==== READING PASSAGE ====

NASCAR on TV this week

Beside The Rising Tide: And Now For Something Completely Different

NASCAR is perhaps unique in mainstream sports in that they schedule their biggest event of the season as the first event on the calendar. As such the connection between success in the season-opening Daytona 500 and the rest of the nine month long grind that makes up the whole rest of the schedule is tenuous as best.

NASCAR started crowning Cup champions in 1949. The first Daytona 500 (as in run on the 2.5 mile high-banked oval track not on the beach and a public highway) occurred in 1959. Occasionally along the way the same driver who wins the Daytona 500 goes on to win that year’s Cup title, but like the Triple Crown in horse racing it’s the exception rather than the rule. In 59 years, the Daytona 500/Same Year Championship has been pulled off only nine times. Perhaps not surprisingly in that he has won seven Daytona 500s and seven Cup titles, Richard Petty pulled off the feat four times. (1964, 1971, 1974, and 1979), Jimmie Johnson is the only other driver to accomplish the deed more than once. (2006, 2013). Other drivers who have pulled off the double include Lee Petty (1959) Cale Yarborough (1977), and Jeff Gordon (1997). So don’t bet the ranch on Denny Hamlin as 2019 Cup champion just yet. But nor should you write off, say, a Chase Elliott’s title hopes this year based on his 17th-place result of even Martin Truex Jr.’s chances at a second title after his 35th-place finish Sunday.

Last year’s Daytona 500 winner, Austin Dillon, went on to finish 13th in the standings. Second place Bubba Wallace finished 28th in the year end standings. Finishing third in last year’s 500 was none other than Hamlin, who went on to a lackluster 11th-place standings at the end of the year absent even a single race win to hang his hat on.

Part of the reason for the low correlation between Daytona 500 success and yearlong success in the Cup series is starting in 1988 NASCAR mandated the use of restrictor plates in the Daytona 500 to limit engine horsepower and lower speeds. The Daytona 500 was one of only four “plate” races a year, the others being the two Talladega races and the Firecracker 400 at Daytona again in July. The plate races served up a certain style of racing most years, with cars running nose to tail in packs two and three wide often eight to ten rows deep. As such most plate races were punctuated by the occasional bone-breaking, heart-stopping, multi-car, cars on their roofs and on fire, wrecks that earned the nickname “the Big One.”

==== GIVEN INFORMATION ====

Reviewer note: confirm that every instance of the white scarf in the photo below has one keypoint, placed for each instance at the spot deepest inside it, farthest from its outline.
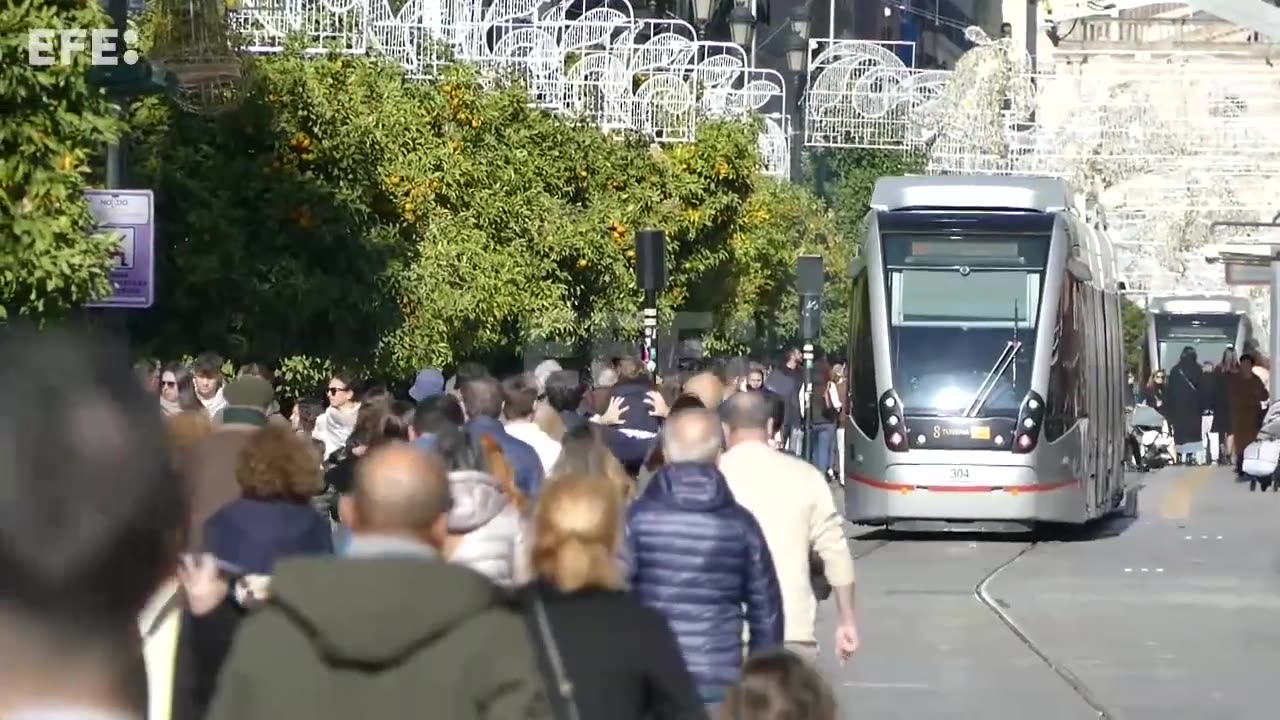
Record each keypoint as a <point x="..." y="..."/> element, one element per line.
<point x="215" y="404"/>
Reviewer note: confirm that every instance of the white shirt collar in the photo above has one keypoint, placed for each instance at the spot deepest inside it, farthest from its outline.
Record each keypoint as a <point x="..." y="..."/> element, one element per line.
<point x="158" y="606"/>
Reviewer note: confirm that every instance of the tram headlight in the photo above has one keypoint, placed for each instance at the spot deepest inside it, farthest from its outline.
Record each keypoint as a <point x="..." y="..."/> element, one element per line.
<point x="1031" y="418"/>
<point x="894" y="422"/>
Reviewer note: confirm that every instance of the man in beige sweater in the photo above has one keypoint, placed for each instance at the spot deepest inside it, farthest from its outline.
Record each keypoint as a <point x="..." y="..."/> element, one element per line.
<point x="794" y="506"/>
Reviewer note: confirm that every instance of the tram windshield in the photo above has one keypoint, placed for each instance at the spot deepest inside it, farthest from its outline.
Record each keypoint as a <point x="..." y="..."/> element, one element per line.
<point x="951" y="331"/>
<point x="1210" y="335"/>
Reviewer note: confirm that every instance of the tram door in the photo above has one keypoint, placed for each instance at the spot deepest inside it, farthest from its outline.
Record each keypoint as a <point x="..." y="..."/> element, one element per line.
<point x="1091" y="393"/>
<point x="1110" y="395"/>
<point x="1101" y="393"/>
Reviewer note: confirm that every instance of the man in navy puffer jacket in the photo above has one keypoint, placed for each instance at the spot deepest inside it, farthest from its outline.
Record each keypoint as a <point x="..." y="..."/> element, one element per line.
<point x="700" y="556"/>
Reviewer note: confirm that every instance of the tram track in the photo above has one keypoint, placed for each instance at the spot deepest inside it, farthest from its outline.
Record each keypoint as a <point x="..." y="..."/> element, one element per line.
<point x="874" y="541"/>
<point x="982" y="592"/>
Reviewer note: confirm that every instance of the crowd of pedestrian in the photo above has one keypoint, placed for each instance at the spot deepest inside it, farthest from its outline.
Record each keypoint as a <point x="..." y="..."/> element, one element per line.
<point x="1214" y="410"/>
<point x="560" y="543"/>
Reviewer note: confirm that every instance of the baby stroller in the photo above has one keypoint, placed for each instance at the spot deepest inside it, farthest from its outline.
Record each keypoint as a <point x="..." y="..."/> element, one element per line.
<point x="1150" y="443"/>
<point x="1261" y="458"/>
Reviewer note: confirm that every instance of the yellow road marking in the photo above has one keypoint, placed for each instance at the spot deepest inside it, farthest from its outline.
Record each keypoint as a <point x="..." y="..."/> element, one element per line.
<point x="1176" y="504"/>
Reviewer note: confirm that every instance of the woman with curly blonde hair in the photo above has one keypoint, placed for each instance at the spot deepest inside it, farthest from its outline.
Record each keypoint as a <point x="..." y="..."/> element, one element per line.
<point x="278" y="475"/>
<point x="583" y="452"/>
<point x="620" y="656"/>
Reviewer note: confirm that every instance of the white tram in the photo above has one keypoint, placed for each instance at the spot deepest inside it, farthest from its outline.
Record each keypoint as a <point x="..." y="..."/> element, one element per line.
<point x="987" y="377"/>
<point x="1210" y="323"/>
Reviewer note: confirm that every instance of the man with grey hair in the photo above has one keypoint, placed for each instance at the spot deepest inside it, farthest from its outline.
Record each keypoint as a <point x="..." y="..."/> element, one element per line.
<point x="791" y="501"/>
<point x="394" y="624"/>
<point x="700" y="557"/>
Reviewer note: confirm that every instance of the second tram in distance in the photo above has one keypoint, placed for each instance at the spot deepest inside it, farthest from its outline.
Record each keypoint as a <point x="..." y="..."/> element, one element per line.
<point x="986" y="356"/>
<point x="1210" y="323"/>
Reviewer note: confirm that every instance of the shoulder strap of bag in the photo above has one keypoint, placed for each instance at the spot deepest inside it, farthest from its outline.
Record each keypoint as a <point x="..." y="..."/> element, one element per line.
<point x="563" y="702"/>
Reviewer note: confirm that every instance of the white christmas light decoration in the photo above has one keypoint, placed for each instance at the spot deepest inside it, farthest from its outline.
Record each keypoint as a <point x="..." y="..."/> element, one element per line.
<point x="652" y="76"/>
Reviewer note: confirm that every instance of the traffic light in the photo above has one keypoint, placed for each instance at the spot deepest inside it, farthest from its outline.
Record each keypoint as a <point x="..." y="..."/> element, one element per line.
<point x="141" y="78"/>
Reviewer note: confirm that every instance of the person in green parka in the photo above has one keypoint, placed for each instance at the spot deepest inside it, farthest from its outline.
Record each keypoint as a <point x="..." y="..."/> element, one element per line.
<point x="389" y="629"/>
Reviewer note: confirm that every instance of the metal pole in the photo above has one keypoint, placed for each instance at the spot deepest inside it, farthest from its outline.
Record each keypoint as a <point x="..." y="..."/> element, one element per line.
<point x="1275" y="318"/>
<point x="798" y="131"/>
<point x="119" y="14"/>
<point x="649" y="320"/>
<point x="807" y="422"/>
<point x="114" y="318"/>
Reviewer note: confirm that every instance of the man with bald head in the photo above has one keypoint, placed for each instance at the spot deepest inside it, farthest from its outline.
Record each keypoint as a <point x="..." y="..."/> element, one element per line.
<point x="388" y="629"/>
<point x="791" y="501"/>
<point x="700" y="557"/>
<point x="705" y="387"/>
<point x="483" y="401"/>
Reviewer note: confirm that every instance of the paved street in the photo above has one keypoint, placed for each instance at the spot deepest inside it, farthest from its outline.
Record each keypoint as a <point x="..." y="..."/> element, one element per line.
<point x="1175" y="615"/>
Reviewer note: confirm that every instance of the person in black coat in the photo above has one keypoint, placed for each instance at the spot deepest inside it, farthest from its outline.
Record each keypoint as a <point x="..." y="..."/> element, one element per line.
<point x="1185" y="406"/>
<point x="620" y="657"/>
<point x="1221" y="404"/>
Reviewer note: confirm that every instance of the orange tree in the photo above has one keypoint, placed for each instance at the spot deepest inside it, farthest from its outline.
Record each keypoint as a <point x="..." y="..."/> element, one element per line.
<point x="342" y="213"/>
<point x="54" y="124"/>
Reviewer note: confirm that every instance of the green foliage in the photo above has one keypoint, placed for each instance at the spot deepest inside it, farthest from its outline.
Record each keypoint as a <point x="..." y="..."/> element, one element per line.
<point x="1134" y="320"/>
<point x="844" y="177"/>
<point x="342" y="213"/>
<point x="54" y="124"/>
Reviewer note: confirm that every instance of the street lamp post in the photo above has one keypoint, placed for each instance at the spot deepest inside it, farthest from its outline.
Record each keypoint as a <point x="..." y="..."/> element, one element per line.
<point x="798" y="59"/>
<point x="702" y="16"/>
<point x="741" y="26"/>
<point x="1272" y="260"/>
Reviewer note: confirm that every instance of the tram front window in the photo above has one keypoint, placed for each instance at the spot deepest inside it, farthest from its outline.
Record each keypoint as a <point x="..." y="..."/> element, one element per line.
<point x="951" y="335"/>
<point x="1210" y="335"/>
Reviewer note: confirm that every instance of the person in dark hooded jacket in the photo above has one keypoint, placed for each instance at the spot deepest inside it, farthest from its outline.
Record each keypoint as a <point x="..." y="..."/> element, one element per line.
<point x="278" y="477"/>
<point x="700" y="557"/>
<point x="1185" y="406"/>
<point x="391" y="629"/>
<point x="632" y="387"/>
<point x="565" y="392"/>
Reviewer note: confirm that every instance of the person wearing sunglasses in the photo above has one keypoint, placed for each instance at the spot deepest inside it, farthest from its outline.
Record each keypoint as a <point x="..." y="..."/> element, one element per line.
<point x="177" y="390"/>
<point x="334" y="425"/>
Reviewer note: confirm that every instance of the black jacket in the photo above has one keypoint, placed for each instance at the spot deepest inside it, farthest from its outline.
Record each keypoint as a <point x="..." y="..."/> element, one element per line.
<point x="621" y="656"/>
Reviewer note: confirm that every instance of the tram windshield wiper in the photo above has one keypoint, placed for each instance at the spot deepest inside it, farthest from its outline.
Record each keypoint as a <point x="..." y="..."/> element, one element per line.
<point x="988" y="383"/>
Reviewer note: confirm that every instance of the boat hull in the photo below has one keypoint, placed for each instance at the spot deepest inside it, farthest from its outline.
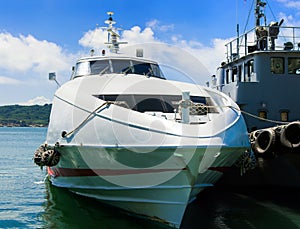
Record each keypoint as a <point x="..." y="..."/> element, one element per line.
<point x="160" y="192"/>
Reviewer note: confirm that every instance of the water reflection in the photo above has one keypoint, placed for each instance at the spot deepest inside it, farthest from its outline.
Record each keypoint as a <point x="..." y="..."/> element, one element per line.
<point x="64" y="209"/>
<point x="214" y="208"/>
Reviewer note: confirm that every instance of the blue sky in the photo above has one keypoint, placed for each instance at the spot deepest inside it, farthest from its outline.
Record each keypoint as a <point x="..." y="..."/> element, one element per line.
<point x="40" y="36"/>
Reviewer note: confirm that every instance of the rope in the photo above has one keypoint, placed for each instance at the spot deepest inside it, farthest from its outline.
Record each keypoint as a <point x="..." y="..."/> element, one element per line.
<point x="107" y="103"/>
<point x="87" y="118"/>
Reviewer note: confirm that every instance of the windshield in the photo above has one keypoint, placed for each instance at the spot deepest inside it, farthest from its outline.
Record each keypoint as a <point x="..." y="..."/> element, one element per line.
<point x="118" y="66"/>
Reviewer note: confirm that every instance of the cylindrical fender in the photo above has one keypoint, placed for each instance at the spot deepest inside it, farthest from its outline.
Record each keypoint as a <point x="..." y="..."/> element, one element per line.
<point x="265" y="141"/>
<point x="290" y="135"/>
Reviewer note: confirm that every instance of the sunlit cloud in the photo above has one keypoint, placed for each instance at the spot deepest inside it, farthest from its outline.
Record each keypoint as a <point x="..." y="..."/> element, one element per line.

====

WRITTEN EXERCISE 1: According to the Daytona 500 article, in what year did NASCAR begin requiring restrictor plates in the Daytona 500?
WRITTEN EXERCISE 2: Count the lines of the records that contain the string "tram". State only the number.
The Daytona 500 article and the records come from separate, unrelated sources.

CORRECT OUTPUT 1: 1988

CORRECT OUTPUT 2: 8